» **SHORT EXERCISE**
Copy out the rows again, starting at the line that contains "Task: find the knit" and continuing through the last row, with the requests included. Increase every coordinate in the answers by 148, and leave the requests and their sample points unchanged.
══════
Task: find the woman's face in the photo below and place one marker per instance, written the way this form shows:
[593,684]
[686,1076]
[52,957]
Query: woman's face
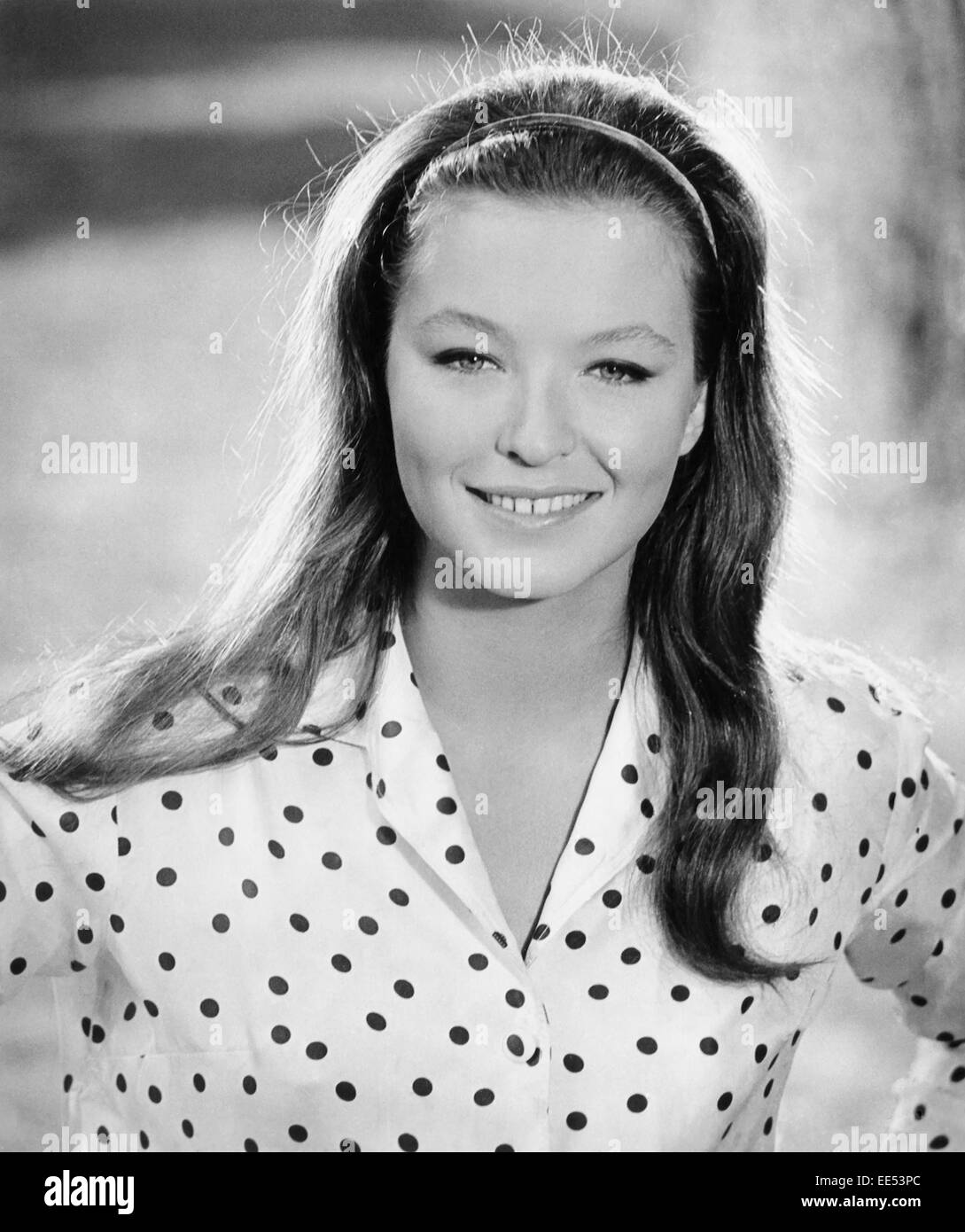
[541,386]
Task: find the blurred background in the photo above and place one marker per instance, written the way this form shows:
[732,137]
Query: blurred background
[106,113]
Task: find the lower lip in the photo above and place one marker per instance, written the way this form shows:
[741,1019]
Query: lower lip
[535,521]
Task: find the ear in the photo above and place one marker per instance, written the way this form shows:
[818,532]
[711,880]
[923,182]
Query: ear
[694,422]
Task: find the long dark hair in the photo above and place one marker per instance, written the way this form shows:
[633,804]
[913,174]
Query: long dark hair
[327,565]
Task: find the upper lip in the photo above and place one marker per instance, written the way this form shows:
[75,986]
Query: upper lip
[532,493]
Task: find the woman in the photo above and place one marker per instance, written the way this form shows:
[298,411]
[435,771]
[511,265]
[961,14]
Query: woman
[477,814]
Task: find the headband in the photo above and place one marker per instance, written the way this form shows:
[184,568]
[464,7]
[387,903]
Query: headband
[562,120]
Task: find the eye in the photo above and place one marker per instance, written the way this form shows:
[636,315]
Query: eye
[614,372]
[461,361]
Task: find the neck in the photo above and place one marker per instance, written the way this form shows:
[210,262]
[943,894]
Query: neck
[482,658]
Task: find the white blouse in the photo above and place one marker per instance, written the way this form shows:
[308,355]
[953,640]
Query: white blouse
[302,951]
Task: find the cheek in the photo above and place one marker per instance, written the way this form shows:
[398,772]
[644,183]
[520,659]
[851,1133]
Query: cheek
[647,448]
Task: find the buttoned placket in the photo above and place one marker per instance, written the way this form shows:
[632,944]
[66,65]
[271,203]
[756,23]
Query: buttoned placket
[416,799]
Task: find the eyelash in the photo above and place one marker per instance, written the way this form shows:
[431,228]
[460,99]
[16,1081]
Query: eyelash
[634,375]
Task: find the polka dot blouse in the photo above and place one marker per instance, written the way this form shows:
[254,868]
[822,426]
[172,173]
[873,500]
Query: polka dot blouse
[303,951]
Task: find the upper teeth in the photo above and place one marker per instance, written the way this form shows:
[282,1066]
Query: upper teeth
[544,505]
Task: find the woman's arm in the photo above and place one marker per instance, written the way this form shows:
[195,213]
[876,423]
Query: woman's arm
[58,865]
[911,937]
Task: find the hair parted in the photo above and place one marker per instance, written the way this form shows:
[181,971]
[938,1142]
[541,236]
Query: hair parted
[328,559]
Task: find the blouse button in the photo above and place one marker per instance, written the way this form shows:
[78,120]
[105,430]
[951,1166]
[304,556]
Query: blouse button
[522,1048]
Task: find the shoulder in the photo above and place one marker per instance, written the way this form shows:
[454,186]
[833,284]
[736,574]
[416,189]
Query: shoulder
[853,732]
[835,697]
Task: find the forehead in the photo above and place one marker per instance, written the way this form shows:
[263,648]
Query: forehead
[562,262]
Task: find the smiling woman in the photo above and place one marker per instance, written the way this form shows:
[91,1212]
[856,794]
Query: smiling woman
[346,818]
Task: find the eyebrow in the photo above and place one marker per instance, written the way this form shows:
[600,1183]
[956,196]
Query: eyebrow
[636,332]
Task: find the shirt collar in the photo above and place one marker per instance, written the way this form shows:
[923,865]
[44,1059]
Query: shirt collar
[416,796]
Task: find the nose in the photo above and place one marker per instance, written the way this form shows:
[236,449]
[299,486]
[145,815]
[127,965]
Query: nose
[536,428]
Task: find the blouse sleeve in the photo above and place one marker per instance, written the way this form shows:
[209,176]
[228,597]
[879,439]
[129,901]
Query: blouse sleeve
[57,876]
[911,935]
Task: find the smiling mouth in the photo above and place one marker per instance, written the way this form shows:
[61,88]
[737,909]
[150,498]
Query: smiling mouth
[533,505]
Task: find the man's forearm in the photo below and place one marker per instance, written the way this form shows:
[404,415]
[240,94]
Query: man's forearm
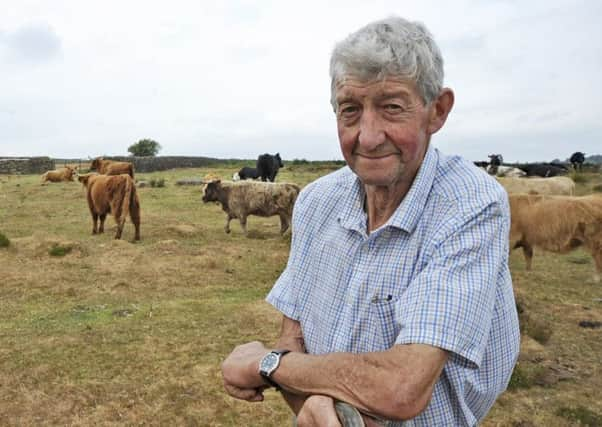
[291,338]
[394,384]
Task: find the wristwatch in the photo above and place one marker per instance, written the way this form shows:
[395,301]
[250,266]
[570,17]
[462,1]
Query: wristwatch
[268,365]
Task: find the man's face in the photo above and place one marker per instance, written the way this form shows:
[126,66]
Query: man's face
[383,129]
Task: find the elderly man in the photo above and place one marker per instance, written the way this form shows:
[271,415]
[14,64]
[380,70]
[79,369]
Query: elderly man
[397,297]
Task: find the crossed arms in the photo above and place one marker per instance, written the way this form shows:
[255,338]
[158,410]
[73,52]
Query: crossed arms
[395,384]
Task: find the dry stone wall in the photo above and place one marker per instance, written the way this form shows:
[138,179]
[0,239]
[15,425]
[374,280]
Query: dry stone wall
[25,166]
[151,164]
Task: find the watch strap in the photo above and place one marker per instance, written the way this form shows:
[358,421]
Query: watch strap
[268,376]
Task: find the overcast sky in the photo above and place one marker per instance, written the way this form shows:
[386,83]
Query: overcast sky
[234,79]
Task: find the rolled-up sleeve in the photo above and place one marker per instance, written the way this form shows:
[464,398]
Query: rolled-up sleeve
[450,303]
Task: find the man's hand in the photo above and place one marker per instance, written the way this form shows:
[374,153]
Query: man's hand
[240,372]
[318,411]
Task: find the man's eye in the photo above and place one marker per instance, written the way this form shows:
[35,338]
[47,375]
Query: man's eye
[349,110]
[393,108]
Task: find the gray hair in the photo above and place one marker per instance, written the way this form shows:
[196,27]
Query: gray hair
[392,47]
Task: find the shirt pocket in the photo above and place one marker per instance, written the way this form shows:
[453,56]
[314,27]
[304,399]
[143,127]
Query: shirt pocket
[383,313]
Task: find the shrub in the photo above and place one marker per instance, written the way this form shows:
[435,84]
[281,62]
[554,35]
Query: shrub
[59,250]
[157,182]
[299,162]
[579,178]
[580,414]
[4,242]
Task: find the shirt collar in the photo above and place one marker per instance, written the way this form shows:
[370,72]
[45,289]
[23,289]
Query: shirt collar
[409,211]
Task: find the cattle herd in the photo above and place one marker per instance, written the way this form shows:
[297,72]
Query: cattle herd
[111,189]
[544,211]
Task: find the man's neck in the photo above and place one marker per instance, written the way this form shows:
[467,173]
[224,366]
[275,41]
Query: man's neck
[382,202]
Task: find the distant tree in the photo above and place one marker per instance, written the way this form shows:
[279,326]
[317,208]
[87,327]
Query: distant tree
[145,148]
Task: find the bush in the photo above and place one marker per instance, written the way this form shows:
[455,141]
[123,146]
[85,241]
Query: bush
[157,182]
[145,148]
[299,162]
[579,178]
[580,414]
[59,250]
[4,242]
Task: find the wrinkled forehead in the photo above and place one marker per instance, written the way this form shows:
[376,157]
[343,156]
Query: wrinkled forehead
[351,86]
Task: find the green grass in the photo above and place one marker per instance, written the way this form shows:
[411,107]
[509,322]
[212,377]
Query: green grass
[59,250]
[4,242]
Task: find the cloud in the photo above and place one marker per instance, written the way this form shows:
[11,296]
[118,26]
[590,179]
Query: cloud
[31,44]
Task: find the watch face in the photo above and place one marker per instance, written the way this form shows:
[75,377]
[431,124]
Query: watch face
[269,362]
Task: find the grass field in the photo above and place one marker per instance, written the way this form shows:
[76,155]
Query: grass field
[95,331]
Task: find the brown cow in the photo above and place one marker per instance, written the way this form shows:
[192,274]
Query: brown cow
[111,167]
[114,194]
[557,224]
[556,185]
[243,198]
[64,174]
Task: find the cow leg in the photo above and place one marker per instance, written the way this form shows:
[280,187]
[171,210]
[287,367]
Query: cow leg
[597,255]
[528,254]
[119,230]
[284,224]
[135,217]
[101,229]
[243,224]
[94,223]
[227,227]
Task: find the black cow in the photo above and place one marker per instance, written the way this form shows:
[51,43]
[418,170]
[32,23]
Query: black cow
[495,160]
[544,170]
[248,173]
[268,165]
[577,160]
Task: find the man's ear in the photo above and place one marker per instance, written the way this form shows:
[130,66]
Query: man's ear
[440,108]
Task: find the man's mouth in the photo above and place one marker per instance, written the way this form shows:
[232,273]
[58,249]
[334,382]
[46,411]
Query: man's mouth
[376,156]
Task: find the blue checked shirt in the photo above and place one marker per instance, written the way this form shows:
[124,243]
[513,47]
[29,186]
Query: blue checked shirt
[436,273]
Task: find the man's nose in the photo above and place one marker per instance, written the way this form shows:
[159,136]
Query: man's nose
[371,133]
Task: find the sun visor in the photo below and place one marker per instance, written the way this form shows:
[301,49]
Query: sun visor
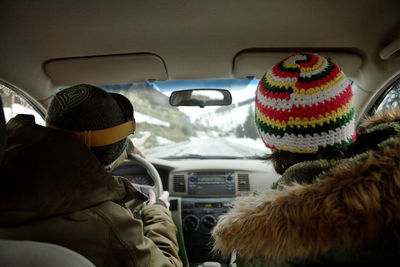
[101,70]
[256,63]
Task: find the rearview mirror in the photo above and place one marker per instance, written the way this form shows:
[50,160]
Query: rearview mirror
[201,97]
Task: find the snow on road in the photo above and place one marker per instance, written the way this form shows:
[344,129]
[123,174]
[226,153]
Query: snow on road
[211,146]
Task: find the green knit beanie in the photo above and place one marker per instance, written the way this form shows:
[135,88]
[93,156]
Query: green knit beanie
[85,107]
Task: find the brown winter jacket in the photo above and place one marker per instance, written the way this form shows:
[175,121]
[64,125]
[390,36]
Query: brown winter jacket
[54,190]
[325,213]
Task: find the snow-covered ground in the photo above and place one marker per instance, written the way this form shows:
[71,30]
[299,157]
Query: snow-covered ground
[227,121]
[139,117]
[19,109]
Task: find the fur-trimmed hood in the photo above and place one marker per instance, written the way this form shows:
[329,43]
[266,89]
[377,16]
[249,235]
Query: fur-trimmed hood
[351,203]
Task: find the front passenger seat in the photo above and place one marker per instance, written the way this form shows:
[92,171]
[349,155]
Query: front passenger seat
[30,253]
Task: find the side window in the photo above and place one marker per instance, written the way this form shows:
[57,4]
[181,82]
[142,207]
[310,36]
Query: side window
[392,98]
[14,104]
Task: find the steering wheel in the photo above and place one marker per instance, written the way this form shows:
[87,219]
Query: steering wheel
[153,173]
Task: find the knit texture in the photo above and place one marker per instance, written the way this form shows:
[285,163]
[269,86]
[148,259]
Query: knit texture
[85,107]
[304,105]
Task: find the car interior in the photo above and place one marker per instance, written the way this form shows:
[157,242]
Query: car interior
[161,54]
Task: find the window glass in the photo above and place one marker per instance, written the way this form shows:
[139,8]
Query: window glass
══════
» **FULL OUTPUT**
Task: find the knit texture in the photo above and place one marker per instance, written the way this form shows:
[285,163]
[269,86]
[148,259]
Query: knit texture
[233,255]
[452,253]
Task: find the car interior in the photo above and place one marker per instance, written the way this form shows:
[157,242]
Query: car interior
[309,202]
Task: find the window glass in the photo above and place one marker per instance, written the way this form shows:
[139,8]
Query: window glass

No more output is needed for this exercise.